EXERCÍCIO »
Identifique e copie cada linha dos registros abaixo que contém a palavra "large". Maiúsculas e minúsculas fazem diferença.

-------- REGISTROS FORNECIDOS --------

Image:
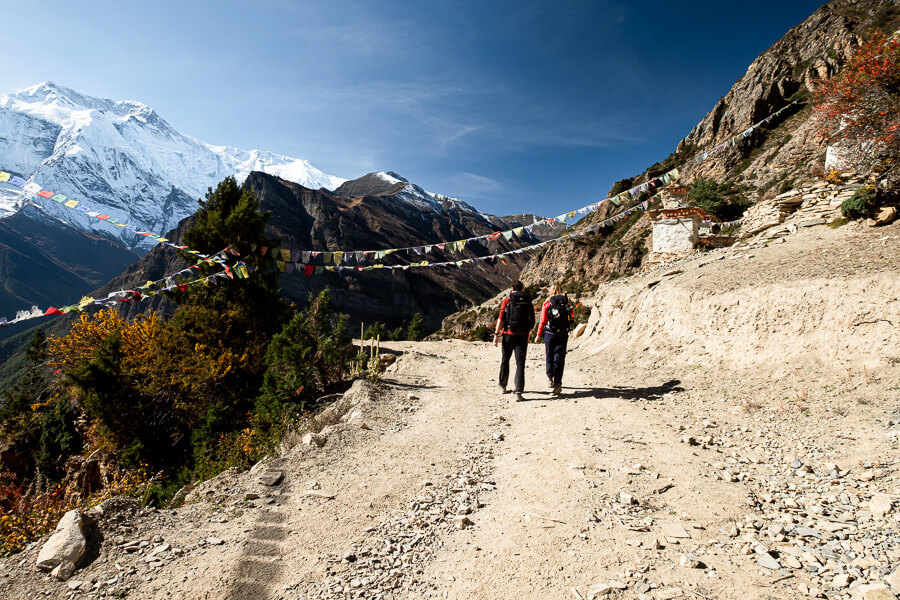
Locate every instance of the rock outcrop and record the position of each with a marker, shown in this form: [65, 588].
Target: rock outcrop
[61, 553]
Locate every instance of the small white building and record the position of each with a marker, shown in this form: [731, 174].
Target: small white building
[676, 230]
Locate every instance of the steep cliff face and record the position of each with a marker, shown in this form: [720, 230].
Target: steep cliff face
[789, 147]
[778, 155]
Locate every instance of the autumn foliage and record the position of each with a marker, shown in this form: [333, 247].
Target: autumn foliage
[862, 102]
[168, 401]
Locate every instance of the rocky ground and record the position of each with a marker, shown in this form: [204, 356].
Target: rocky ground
[652, 476]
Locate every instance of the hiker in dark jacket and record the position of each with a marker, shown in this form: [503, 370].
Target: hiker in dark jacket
[556, 314]
[514, 325]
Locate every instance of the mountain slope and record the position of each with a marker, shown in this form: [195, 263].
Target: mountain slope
[123, 158]
[775, 157]
[787, 71]
[308, 219]
[45, 264]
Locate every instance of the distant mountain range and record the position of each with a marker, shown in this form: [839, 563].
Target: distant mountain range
[125, 160]
[122, 158]
[379, 210]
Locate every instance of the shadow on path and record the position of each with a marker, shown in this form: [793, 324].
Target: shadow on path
[630, 393]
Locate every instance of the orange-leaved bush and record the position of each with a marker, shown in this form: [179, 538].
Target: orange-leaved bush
[862, 102]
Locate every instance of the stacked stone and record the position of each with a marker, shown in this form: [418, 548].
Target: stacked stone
[805, 206]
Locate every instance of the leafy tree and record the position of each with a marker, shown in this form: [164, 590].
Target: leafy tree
[416, 329]
[862, 102]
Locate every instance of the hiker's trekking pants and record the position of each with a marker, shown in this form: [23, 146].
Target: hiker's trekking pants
[555, 346]
[508, 345]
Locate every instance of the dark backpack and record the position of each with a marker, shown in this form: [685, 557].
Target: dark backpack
[558, 314]
[519, 314]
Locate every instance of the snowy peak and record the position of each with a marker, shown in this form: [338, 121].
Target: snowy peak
[123, 159]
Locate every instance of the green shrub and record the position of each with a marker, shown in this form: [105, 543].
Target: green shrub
[307, 359]
[858, 205]
[416, 329]
[481, 333]
[718, 200]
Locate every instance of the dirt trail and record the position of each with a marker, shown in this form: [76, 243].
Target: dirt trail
[444, 488]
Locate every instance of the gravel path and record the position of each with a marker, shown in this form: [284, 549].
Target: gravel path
[658, 481]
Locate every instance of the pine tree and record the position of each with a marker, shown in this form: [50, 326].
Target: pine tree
[416, 329]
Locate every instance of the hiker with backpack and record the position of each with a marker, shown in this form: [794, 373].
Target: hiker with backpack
[514, 325]
[556, 314]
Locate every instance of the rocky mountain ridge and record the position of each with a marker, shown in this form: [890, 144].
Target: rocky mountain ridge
[308, 219]
[781, 155]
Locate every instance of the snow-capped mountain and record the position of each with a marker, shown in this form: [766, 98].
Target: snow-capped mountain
[122, 159]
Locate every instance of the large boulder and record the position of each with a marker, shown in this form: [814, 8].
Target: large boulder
[64, 548]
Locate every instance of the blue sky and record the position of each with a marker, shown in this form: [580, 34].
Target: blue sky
[512, 106]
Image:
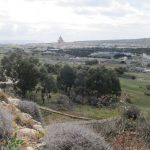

--------

RESPOSTA AO EXERCÍCIO »
Locate every instance of the large boulder and record the position of each with a marker, shown in this form: [814, 8].
Target: large boulder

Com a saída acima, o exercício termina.